Pointing records
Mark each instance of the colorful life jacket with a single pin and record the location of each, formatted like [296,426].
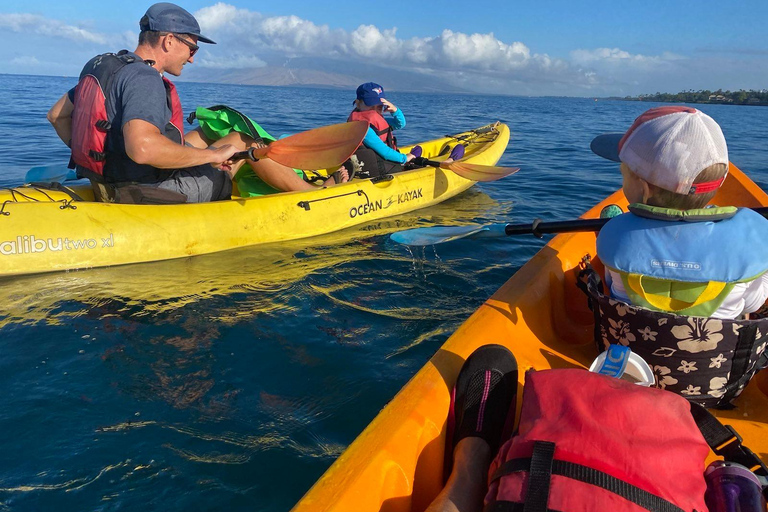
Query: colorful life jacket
[590,442]
[92,131]
[709,361]
[219,121]
[379,125]
[684,262]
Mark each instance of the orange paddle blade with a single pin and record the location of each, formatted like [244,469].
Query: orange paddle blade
[320,148]
[477,172]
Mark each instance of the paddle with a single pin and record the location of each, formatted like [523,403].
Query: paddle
[320,148]
[442,234]
[50,173]
[474,172]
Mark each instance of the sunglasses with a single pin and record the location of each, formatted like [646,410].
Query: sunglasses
[189,44]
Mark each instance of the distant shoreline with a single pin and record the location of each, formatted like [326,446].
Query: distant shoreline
[750,98]
[765,104]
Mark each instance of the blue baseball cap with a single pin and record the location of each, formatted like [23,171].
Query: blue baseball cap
[167,17]
[370,93]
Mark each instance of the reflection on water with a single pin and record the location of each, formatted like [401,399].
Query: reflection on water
[219,372]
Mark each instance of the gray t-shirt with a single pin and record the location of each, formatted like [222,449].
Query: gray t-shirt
[137,92]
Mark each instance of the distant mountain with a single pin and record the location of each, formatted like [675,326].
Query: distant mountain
[304,72]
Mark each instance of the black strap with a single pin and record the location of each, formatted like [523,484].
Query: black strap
[55,185]
[539,477]
[725,441]
[740,361]
[587,475]
[508,506]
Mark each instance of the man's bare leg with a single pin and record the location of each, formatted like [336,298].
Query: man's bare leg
[466,487]
[274,174]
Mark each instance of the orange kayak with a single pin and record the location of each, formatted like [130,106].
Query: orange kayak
[396,464]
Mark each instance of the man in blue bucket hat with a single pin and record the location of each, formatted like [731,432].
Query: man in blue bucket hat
[124,123]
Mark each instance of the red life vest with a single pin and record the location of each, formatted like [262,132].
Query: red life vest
[92,147]
[378,123]
[590,442]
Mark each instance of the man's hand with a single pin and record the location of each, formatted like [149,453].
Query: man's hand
[390,107]
[220,157]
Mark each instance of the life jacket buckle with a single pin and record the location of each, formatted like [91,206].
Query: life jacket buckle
[97,155]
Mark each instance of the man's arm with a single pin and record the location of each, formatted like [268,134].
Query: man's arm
[144,144]
[60,116]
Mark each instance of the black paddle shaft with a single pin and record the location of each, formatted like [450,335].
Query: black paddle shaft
[539,228]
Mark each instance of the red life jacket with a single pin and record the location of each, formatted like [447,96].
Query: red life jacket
[591,442]
[92,134]
[379,125]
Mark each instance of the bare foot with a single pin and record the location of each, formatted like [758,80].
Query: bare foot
[343,177]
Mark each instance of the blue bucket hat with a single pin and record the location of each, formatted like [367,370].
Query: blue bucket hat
[370,93]
[167,17]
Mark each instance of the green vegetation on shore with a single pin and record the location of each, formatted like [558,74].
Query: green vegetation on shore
[740,97]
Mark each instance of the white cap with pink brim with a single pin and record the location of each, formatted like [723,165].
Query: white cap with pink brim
[668,147]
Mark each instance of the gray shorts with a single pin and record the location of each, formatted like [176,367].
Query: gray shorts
[201,184]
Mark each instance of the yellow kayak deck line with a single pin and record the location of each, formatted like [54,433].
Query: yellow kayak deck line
[43,230]
[396,463]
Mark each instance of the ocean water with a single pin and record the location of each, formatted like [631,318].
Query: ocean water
[232,381]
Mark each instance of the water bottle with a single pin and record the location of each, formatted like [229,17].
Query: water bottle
[732,488]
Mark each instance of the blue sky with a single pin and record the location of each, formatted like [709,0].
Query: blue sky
[543,47]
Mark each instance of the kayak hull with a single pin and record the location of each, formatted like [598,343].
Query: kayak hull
[42,231]
[539,314]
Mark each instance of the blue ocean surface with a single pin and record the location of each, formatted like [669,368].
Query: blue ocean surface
[233,381]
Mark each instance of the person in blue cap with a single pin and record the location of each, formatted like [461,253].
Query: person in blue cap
[379,152]
[124,123]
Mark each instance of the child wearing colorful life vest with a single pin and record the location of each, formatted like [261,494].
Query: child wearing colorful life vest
[670,253]
[379,153]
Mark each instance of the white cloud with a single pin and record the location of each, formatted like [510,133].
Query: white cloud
[26,60]
[40,25]
[250,32]
[617,55]
[232,62]
[475,61]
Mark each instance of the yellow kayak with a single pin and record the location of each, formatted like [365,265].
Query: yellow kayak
[44,230]
[396,464]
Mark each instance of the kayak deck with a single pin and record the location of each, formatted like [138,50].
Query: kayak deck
[542,317]
[44,230]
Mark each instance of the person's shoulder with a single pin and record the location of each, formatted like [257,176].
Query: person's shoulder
[139,74]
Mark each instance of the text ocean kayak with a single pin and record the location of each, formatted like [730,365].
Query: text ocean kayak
[396,464]
[43,230]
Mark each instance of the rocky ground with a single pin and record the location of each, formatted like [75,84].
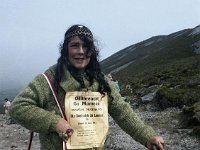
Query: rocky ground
[15,137]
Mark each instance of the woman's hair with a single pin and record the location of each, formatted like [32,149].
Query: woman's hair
[92,70]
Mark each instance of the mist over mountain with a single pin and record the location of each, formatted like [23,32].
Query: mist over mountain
[153,52]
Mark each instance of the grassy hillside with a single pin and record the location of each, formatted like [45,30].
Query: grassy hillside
[168,66]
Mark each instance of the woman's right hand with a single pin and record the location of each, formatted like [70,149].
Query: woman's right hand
[64,129]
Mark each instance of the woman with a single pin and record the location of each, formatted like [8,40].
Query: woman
[77,69]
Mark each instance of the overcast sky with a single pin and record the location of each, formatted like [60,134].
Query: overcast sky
[31,30]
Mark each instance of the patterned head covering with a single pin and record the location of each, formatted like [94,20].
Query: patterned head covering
[77,30]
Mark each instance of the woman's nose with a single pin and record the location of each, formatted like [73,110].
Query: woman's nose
[81,49]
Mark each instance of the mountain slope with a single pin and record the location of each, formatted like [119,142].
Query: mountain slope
[157,50]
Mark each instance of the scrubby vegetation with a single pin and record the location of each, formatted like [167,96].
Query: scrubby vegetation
[165,65]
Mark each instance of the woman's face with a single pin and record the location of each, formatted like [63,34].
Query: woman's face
[77,53]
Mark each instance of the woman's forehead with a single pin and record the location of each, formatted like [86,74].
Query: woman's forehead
[76,39]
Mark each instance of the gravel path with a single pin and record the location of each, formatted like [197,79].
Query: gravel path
[15,137]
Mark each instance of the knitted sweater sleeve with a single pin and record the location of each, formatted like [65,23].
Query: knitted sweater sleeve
[28,107]
[127,119]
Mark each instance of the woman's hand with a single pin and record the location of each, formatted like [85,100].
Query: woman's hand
[155,141]
[64,129]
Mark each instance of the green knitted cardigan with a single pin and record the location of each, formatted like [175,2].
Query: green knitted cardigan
[35,108]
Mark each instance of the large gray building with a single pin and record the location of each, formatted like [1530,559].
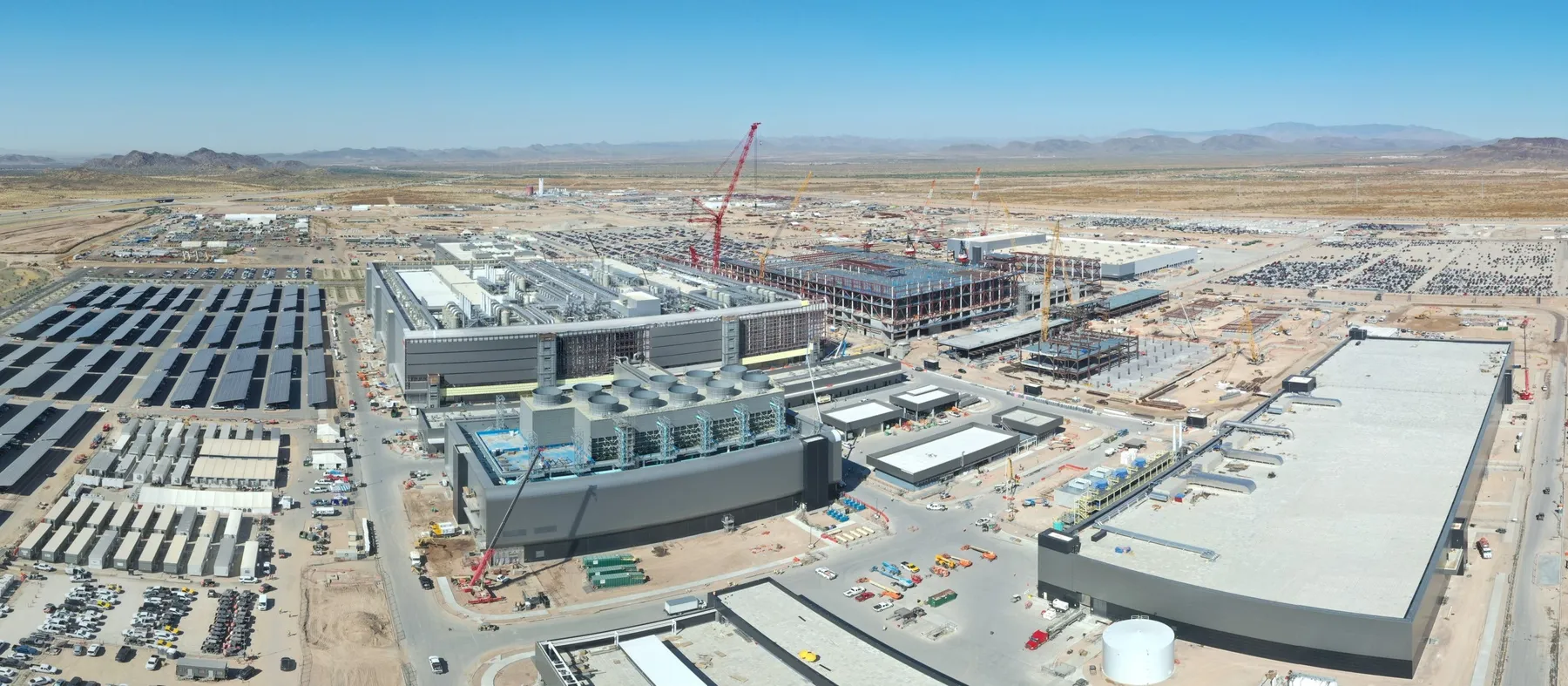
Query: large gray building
[645,458]
[1325,534]
[468,331]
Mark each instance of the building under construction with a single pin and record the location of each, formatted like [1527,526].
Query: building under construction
[1076,352]
[470,331]
[885,295]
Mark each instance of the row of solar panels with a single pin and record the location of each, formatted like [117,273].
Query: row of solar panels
[235,378]
[19,425]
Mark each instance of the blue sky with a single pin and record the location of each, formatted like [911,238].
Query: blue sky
[290,76]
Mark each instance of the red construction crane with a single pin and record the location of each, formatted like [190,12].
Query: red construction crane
[1526,394]
[717,217]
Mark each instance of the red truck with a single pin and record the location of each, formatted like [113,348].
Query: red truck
[1037,639]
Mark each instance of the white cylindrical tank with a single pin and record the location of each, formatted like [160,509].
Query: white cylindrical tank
[1139,652]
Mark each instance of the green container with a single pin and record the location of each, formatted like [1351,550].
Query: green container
[612,568]
[625,578]
[609,560]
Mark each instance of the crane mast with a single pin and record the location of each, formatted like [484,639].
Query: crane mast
[762,261]
[717,217]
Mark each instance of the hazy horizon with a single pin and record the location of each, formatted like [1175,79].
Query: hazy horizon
[303,76]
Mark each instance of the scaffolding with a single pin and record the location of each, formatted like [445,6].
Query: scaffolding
[885,295]
[1076,354]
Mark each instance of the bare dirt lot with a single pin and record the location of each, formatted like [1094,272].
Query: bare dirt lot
[348,628]
[682,560]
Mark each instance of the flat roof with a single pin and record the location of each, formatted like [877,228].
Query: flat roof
[952,446]
[794,627]
[659,662]
[1363,498]
[999,333]
[1107,252]
[864,410]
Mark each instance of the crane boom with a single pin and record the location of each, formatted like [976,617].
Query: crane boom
[1044,291]
[762,261]
[717,217]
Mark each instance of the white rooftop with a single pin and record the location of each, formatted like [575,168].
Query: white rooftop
[1113,252]
[794,627]
[1362,501]
[860,411]
[944,449]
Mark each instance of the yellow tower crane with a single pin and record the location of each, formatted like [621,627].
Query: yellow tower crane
[762,260]
[1252,338]
[1044,289]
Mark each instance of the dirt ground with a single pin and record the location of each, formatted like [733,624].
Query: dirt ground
[348,628]
[684,560]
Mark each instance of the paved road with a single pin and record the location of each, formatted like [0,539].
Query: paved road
[1531,658]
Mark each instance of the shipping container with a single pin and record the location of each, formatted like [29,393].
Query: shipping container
[609,560]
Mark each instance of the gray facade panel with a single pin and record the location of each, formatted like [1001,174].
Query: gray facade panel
[640,498]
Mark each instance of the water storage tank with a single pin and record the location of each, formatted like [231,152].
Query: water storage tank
[603,405]
[660,382]
[585,391]
[643,399]
[682,394]
[1139,652]
[549,396]
[719,388]
[754,382]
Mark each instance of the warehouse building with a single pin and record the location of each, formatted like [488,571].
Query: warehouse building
[1342,554]
[940,456]
[645,458]
[1119,260]
[889,297]
[470,333]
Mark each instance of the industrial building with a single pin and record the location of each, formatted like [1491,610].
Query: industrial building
[888,297]
[938,456]
[1340,556]
[466,333]
[1076,258]
[643,458]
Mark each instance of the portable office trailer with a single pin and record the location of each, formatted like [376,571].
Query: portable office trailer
[251,552]
[121,519]
[57,545]
[145,520]
[196,564]
[223,564]
[151,553]
[99,515]
[78,513]
[102,554]
[176,554]
[78,553]
[58,511]
[35,542]
[125,554]
[165,520]
[187,521]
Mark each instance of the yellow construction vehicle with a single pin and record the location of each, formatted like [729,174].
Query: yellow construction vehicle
[983,553]
[886,591]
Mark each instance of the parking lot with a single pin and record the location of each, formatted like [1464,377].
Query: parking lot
[145,619]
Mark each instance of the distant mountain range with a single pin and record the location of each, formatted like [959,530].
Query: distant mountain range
[1551,153]
[201,160]
[27,160]
[1283,139]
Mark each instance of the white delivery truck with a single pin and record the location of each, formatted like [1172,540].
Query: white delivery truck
[684,605]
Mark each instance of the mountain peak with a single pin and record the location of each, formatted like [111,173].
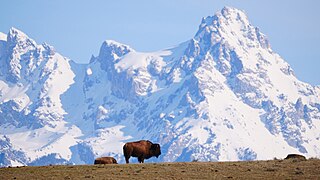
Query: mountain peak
[3,37]
[16,36]
[111,49]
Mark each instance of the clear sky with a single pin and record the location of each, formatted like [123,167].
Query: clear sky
[77,28]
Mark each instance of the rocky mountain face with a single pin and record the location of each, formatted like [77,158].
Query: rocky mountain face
[222,95]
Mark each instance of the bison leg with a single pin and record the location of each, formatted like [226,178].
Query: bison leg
[141,159]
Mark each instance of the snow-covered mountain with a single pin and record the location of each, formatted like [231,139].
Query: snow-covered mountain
[222,95]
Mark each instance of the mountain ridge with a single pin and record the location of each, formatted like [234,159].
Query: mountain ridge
[222,95]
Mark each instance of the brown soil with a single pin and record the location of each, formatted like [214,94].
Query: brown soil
[275,169]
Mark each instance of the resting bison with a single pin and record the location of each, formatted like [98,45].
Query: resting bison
[296,157]
[105,160]
[141,149]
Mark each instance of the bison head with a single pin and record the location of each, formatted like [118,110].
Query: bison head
[155,150]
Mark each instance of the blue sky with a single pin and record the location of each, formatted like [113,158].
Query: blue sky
[77,28]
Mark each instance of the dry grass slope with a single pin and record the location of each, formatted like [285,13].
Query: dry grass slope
[275,169]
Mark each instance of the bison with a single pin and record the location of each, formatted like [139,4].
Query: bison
[105,160]
[141,149]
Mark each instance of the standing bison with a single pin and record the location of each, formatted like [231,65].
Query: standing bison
[141,149]
[105,160]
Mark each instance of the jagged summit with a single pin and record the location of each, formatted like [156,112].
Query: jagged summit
[3,37]
[222,95]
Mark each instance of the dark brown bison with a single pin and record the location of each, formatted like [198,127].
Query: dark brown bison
[296,157]
[105,160]
[141,149]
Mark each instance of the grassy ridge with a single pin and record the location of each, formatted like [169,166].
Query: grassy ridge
[275,169]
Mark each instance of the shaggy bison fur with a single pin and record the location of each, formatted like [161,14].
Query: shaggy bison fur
[141,149]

- What you will do -
Please copy out every line of the entries, starting at the line containing "Mark each instance of the dry" and ending at the last line of the entries. Shift each coordinate given as an answer by adding 141 to both of its numbers, and leave all other numbers unchanged.

- Exercise output -
Mark each instance of the dry grass slope with a single pin and record the location of each, formatted like [285,13].
Query: dry grass slope
[416,310]
Mark each instance of the bison with a single pin and record the location of each, formatted like [139,4].
Query: bison
[246,301]
[282,290]
Mark each instance of the standing bison with a single pin and record the location of each, formatted like [231,65].
Query: standing bison
[282,290]
[246,301]
Mark each instance of the jagged summit with a single pin and record the location of each, formatted like [156,112].
Query: jagged summit
[144,178]
[363,236]
Mark each instance of the dark brown bison with a single pin and record the location of each, formatted like [198,127].
Query: dark brown bison
[437,298]
[246,301]
[282,290]
Mark each instance of the grassy ridge with a single pin and record the location of each, formatted like [169,166].
Query: grassy ridge
[416,310]
Mark each instance of the shaggy bison fur with a single pin and record the location of each, formatted like [161,14].
Query: shaggy bison fur
[282,290]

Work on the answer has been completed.